◆ **TASK PROMPT**
Please retype the data in full and exactly; the pictures are not part of the copy.

=======

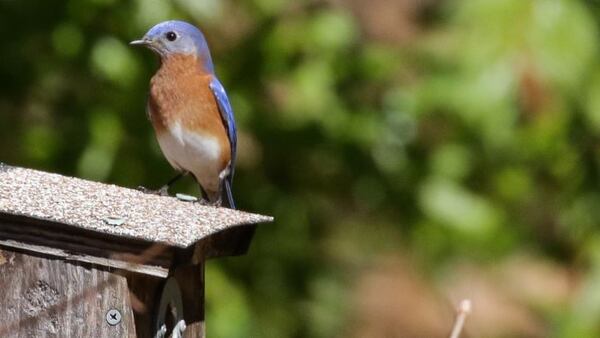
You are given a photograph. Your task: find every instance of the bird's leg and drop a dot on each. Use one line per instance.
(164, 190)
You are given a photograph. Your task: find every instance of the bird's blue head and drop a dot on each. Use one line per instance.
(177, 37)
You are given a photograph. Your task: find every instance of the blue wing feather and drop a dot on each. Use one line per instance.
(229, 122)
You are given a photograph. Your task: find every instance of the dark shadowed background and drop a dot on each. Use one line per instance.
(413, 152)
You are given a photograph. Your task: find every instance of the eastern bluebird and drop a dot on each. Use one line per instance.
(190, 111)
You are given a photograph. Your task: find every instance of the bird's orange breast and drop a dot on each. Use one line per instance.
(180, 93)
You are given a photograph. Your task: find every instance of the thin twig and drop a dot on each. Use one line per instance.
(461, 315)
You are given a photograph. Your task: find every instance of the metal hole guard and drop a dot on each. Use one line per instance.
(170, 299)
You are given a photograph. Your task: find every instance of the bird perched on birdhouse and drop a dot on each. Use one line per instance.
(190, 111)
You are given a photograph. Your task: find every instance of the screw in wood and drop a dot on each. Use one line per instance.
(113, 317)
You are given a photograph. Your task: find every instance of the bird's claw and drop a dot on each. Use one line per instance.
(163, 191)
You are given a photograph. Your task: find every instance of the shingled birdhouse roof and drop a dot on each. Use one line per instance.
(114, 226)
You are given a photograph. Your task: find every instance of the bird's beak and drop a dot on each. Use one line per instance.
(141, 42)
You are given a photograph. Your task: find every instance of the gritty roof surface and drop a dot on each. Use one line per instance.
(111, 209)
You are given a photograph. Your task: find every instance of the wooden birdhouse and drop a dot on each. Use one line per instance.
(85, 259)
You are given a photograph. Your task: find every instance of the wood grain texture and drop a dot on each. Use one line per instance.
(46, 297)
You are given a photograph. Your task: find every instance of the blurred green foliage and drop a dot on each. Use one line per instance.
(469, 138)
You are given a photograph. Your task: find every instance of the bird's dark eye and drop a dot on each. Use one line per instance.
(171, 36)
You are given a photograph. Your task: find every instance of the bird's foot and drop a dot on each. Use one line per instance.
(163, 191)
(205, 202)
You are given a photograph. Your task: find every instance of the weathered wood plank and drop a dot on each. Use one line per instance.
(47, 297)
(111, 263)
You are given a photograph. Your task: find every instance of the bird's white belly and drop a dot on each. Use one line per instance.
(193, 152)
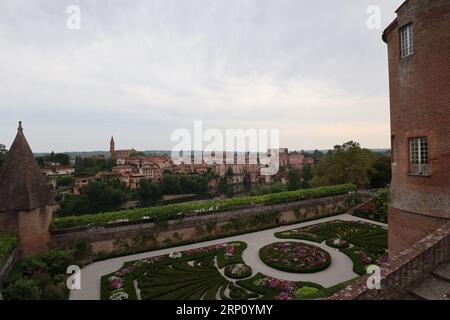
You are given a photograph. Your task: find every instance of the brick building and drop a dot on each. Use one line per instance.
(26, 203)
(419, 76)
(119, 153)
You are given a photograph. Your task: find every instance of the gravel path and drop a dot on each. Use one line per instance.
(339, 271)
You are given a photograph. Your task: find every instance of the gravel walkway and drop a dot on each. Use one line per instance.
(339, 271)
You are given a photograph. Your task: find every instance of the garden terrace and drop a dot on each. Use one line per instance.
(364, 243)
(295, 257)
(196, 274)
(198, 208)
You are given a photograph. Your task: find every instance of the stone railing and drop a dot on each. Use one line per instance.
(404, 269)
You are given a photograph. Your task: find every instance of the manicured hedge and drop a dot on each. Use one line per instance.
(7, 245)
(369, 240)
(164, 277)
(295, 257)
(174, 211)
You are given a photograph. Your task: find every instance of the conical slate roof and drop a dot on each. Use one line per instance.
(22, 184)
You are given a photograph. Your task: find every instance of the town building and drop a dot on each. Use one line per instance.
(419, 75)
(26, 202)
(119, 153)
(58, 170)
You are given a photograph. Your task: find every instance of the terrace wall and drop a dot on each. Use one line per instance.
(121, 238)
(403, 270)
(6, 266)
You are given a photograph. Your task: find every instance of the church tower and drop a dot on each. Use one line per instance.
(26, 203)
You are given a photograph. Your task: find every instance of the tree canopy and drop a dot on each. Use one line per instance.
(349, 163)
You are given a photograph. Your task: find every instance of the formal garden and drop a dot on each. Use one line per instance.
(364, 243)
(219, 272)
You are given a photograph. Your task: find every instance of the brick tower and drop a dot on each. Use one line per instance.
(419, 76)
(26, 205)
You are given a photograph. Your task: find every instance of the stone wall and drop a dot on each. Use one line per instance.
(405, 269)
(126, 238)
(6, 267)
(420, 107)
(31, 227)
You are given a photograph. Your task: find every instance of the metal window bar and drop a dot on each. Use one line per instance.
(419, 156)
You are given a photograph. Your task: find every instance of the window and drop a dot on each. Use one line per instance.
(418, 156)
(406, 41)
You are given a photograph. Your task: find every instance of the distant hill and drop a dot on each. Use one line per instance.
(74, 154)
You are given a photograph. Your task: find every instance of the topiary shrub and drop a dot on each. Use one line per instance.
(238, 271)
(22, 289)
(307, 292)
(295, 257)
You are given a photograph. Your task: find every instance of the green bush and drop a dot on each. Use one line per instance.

=======

◆ **ANSWER TO THE TASK**
You are given a photograph. Your task: find every instance of the bird's leg and drop a dot on each. Use one line per instance.
(164, 190)
You are given a photograph. Your task: find every instance of the bird's blue head and drop a dot on each. Use one line per instance.
(177, 37)
You are given a photograph. Your task: find every instance of the blue wing feather and drop a dot on each. Use one line per instance.
(229, 122)
You are given a photograph. Your task: find every instance of the dark shadowed background and drop a dot on each. Use one line per instance.
(413, 152)
You are given a photograph. Your task: find every instance of the eastern bluebird and drop a dot on each. Use one line per instance.
(190, 111)
You are given a photograph. Your task: find every instance of the bird's orange breast and drop a dot on each. Use one line per instance.
(180, 93)
You are given a photograph. Your task: find every instance of the thin twig and drop a dot on each. Use one line per instance.
(461, 315)
You are given a photograph. Your task: find every instance of the metal hole guard and drop a dot on each. Use one line per instance.
(170, 299)
You are given a photograph. Your task: find every instance of the bird perched on birdhouse and drop a dot on each. Use one line per instance.
(190, 111)
You are given a photograph. Your task: find every instance of the screw in wood and drop a dot on each. Use one line per instance.
(113, 317)
You are given a photograph. Your task: find every instance of the bird's claw and drop a dot on each. Use one line per instance.
(163, 191)
You are given a photograph. Your task: find every instance of the shingled birdhouse roof and drop a dot on each. Use one line per instance.
(114, 226)
You are given a photograph. Your task: find every instance of the bird's beak and drop a dot on each. Use one line per instance.
(141, 42)
You are given a photograph. Your task: find every instance of the gritty roof surface and drop a dot on each. Use one line per instance.
(111, 209)
You are given a photograph. Your task: find every instance of the wooden birdhouse and drop a dot on each. Use one line per instance.
(85, 259)
You are given a photograph. Your task: find every instance of the wood grain texture and drop a dot on each. Use one line per instance.
(46, 297)
You are given a photograph. Your task: find every instance of the blurred green foliage and drop a dot on each. Use one line per instance.
(469, 138)
You are given a photograph. Your task: find every instance of the bird's dark eye and drop a dot on each. Use one line per instance.
(171, 36)
You are given a photograph. Your task: find every instance of the bird's foot and drop a dot on each. Use one line per instance.
(163, 191)
(205, 202)
You are given a photograph. Your task: find every instance of the weathered wood plank and drop a dot on each. Use one line per instance.
(47, 297)
(111, 263)
You are given a photograph. Your task: find every instance of the bird's white belly and drop a dot on each. Use one line per instance.
(193, 152)
You are given a photograph. Your task: find every instance of the brick building and drop a dot on each. Use one line per instance.
(26, 203)
(419, 76)
(119, 153)
You are given a photograph. Your task: find every instance of the gravel path and drop a dot on each. Use one line per instance.
(339, 271)
You are given a photograph. Your task: find every instance of the gravel walkway and drop a dot on each. Use one line per instance.
(339, 271)
You are given a photograph. Your task: find every instance of the garden terrace and drop a dot on each. Use one line per instance.
(364, 243)
(295, 257)
(196, 274)
(198, 208)
You are given a photograph. Your task: find every instance of the stone railing and drop a dot on each. Use one line per instance.
(404, 269)
You are given a photograph. Your task: find every instance of the manicured hedge and drop a dot on each. Use one line per instance.
(7, 245)
(369, 240)
(164, 277)
(295, 257)
(174, 211)
You are given a photograph. Your task: find every instance of the conical slate roof and drop a dot on each. Use one line per instance.
(22, 184)
You are given a photograph. Your task: find every instance of the town building and drop a dot on each. Use one line per instance.
(419, 75)
(26, 202)
(119, 153)
(58, 170)
You are given a photograph. Your task: find every instance of the terrace wall and drop a dot on each. Use one line per instance.
(121, 238)
(403, 270)
(6, 266)
You are given a photograph. Your task: find every instance of the church tower and drop a dot on each. Use one line per instance.
(26, 203)
You are given a photograph. Your task: find every instance of the tree canopy and drop a dot on each. Use one line per instance.
(349, 163)
You are given a photograph. Your task: find every instance of the formal garden and drop a dot on each. Use one line per instance.
(364, 243)
(219, 272)
You are given a photograph. Your task: find every instance of the brick tower and drop a dot on each. Use one line per instance.
(419, 76)
(26, 205)
You are given a photograph. Your task: find every instance of the stone wall and drop a dot on each. Use one line per instance.
(405, 269)
(126, 238)
(6, 267)
(420, 107)
(31, 227)
You are given a photograph. Your task: find every instance of the metal window bar and drop a dot on each. Use one line per instance.
(419, 156)
You are given a photograph. Your task: find every instance of the window and drop a dot on each. Use one line per instance.
(418, 156)
(406, 41)
You are given a photograph. Your task: find every instance of the distant hill and drop a dot on each. Use one line per instance.
(74, 154)
You are given a photograph. Your task: find every instance of the topiary shrub and drop a dot on each. Use one line per instance.
(238, 271)
(22, 289)
(307, 292)
(295, 257)
You are given a photograph. Your task: find every instance of the green bush and drop a dot on each. Use one line per instance.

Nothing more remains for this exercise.